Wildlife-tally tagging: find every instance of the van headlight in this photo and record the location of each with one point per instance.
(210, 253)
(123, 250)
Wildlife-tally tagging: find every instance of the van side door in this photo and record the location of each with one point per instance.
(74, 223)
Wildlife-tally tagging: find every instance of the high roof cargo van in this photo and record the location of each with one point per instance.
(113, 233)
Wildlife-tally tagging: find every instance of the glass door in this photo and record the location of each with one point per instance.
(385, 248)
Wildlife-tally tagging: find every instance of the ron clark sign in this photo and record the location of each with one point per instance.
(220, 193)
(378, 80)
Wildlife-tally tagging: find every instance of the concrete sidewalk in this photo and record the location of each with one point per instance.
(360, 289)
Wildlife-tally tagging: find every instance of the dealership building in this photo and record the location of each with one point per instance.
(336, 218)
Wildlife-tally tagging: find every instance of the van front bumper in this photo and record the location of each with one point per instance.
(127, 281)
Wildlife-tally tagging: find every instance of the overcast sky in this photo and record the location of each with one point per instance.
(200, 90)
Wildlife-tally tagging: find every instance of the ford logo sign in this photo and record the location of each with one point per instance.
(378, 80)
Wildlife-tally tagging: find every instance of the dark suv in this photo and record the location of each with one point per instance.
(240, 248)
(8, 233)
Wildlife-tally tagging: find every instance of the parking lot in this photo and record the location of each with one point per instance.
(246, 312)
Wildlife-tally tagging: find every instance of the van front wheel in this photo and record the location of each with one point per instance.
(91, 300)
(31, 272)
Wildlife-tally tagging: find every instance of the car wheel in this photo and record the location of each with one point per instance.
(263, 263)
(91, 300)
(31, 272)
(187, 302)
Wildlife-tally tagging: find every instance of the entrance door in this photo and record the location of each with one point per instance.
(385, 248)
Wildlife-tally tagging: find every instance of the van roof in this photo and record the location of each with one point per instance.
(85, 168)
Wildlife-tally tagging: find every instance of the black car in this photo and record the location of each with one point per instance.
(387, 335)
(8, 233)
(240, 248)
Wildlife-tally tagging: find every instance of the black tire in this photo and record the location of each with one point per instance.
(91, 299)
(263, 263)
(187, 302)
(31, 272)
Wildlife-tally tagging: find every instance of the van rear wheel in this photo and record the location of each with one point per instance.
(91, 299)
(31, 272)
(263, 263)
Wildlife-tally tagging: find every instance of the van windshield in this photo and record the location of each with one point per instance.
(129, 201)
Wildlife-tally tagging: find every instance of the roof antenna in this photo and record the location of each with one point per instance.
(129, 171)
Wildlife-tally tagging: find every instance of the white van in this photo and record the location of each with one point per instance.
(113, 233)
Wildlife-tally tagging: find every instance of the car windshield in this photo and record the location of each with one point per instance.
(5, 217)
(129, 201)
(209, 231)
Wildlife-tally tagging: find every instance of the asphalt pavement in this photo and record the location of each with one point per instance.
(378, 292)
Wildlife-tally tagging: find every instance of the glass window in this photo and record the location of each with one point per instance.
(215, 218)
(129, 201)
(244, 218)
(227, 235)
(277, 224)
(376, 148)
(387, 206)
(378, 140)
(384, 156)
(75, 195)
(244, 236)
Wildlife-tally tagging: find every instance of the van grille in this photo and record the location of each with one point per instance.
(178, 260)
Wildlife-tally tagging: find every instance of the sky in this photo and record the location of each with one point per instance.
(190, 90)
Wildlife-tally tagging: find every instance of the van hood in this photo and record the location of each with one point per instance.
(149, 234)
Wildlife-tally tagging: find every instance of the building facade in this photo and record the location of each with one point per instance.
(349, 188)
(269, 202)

The problem
Rewrite the stretch of the material from the line containing "Wildlife-tally tagging: find every instance of the van hood" through the end of the material, both ends included, and give only those lines. Keep each request as it stands, and multiply every point coordinate in the answers by 0.7, rounding to whole numbers with halves going up.

The response
Wildlife-tally tagging: find every instance of the van hood in this photo and record the location of each with one point per instance.
(104, 164)
Wildlife-tally tagging: find every instance of the building facade in this photo and record the location of each with one point per instance.
(244, 132)
(188, 141)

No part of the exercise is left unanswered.